Task details → Exactly as written, please repeat the data that follows, but not the pictures.
##### Supplied material #####
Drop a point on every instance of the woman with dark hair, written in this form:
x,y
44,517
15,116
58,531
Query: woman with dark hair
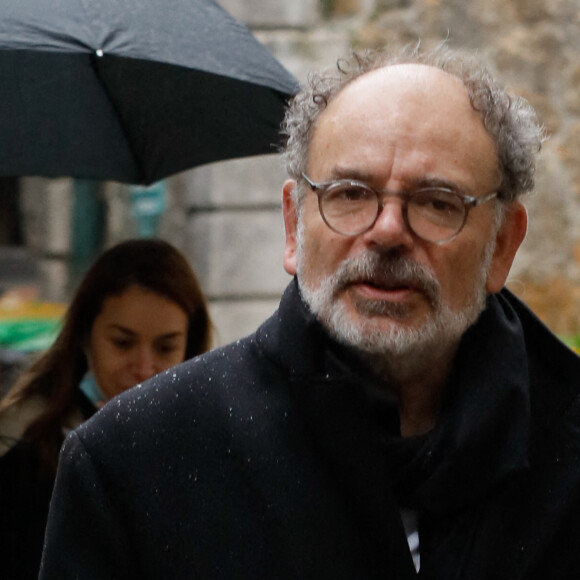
x,y
138,311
#####
Finished task →
Drop a point on every instance of the woman with dark hair, written in this form:
x,y
44,517
15,116
58,531
Query: woman with dark hair
x,y
138,311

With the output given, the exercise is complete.